# Texte fourni
◇ ◇ ◇ ◇ ◇
Le premier choix de tout électeur peut finir éliminé, et va probablement l’être à un moment ou l’autre du dépouillement (sauf si les taux de transferts sont exceptionnellement élevés), potentiellement avec déjà un ou plusieurs MP, et sa voix pourra alors aller à son choix suivant, mais ce d’autant moins que le succès de sa liste précédente aura été grand : prenons l’exemple d’une liste qui a réussi à élire 11 MP mais dont le reste pour le 12e est bien trop insuffisant, même après transferts et finit éliminé : s’il finit éliminé c’est que tous les autres restes (chacun nécessairement inférieur au seuil de 1 MP) étaient supérieurs, donc que ça ne représente pas une grande proportion dudit seuil. Or s’il finit par exemple à 0,2, ça fait un total de 11,2, donc la voix restante de cet électeur sera de 0,2/11,2, soit 0,018 voix (soit 1/11,2e du reste).
◇ ◇ ◇ ◇ ◇
# Items répertoriés
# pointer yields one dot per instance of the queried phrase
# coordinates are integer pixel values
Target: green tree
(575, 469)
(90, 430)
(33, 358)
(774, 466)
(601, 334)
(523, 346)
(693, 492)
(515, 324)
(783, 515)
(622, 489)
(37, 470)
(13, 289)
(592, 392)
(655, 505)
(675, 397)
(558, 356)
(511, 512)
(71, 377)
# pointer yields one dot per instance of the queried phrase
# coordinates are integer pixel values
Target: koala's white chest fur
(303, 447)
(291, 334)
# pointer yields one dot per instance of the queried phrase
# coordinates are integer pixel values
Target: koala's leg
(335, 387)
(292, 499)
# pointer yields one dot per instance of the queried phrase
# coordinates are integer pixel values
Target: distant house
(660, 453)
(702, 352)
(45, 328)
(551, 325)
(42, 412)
◇ ◇ ◇ ◇ ◇
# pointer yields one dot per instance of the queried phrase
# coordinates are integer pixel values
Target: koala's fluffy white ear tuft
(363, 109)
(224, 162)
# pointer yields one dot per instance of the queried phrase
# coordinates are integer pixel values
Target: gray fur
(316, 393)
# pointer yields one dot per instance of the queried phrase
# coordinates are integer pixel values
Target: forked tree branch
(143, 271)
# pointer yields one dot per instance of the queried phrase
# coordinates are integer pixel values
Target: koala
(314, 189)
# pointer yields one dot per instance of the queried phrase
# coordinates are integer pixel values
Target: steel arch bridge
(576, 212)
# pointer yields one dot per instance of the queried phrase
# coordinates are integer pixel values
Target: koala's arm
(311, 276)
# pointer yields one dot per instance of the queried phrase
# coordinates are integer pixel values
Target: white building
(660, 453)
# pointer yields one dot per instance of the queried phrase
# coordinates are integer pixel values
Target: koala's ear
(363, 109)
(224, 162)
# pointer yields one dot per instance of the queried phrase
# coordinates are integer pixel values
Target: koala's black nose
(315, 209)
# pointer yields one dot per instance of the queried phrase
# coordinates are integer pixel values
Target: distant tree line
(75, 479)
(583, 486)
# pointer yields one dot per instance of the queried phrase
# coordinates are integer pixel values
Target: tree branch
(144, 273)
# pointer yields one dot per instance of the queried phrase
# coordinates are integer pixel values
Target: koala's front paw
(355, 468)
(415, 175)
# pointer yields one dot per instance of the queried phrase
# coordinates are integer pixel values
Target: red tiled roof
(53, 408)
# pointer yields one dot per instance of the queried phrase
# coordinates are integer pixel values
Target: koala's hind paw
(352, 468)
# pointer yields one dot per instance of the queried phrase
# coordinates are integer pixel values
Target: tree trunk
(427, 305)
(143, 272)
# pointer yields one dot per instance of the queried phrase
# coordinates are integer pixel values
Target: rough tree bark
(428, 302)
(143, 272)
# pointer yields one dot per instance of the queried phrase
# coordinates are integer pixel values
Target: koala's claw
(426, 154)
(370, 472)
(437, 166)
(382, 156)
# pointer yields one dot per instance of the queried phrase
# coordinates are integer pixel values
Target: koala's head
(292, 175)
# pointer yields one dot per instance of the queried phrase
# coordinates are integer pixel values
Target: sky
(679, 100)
◇ ◇ ◇ ◇ ◇
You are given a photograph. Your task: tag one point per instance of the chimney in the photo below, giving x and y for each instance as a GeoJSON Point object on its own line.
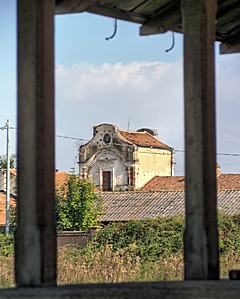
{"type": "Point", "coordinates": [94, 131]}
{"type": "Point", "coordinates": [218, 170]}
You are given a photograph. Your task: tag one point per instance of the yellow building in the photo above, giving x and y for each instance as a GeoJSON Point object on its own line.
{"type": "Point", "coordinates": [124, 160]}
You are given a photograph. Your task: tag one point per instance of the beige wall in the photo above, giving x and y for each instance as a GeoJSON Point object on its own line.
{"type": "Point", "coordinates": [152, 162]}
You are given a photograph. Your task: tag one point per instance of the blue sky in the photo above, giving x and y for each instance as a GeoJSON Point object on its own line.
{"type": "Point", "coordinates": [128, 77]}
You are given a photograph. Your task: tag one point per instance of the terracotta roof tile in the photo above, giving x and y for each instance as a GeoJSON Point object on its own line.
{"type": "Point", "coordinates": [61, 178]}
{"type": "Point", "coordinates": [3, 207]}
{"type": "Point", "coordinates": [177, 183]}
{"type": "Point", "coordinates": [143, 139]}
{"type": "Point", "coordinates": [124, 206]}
◇ ◇ ◇ ◇ ◇
# Consigne
Citez en entier, sans rien changer, le texte sur le transfert des voix pendant le dépouillement. Les items viennent d'une autre source que le texte.

# Travail terminé
Le premier choix de tout électeur peut finir éliminé, et va probablement l’être à un moment ou l’autre du dépouillement (sauf si les taux de transferts sont exceptionnellement élevés), potentiellement avec déjà un ou plusieurs MP, et sa voix pourra alors aller à son choix suivant, mais ce d’autant moins que le succès de sa liste précédente aura été grand : prenons l’exemple d’une liste qui a réussi à élire 11 MP mais dont le reste pour le 12e est bien trop insuffisant, même après transferts et finit éliminé : s’il finit éliminé c’est que tous les autres restes (chacun nécessairement inférieur au seuil de 1 MP) étaient supérieurs, donc que ça ne représente pas une grande proportion dudit seuil. Or s’il finit par exemple à 0,2, ça fait un total de 11,2, donc la voix restante de cet électeur sera de 0,2/11,2, soit 0,018 voix (soit 1/11,2e du reste).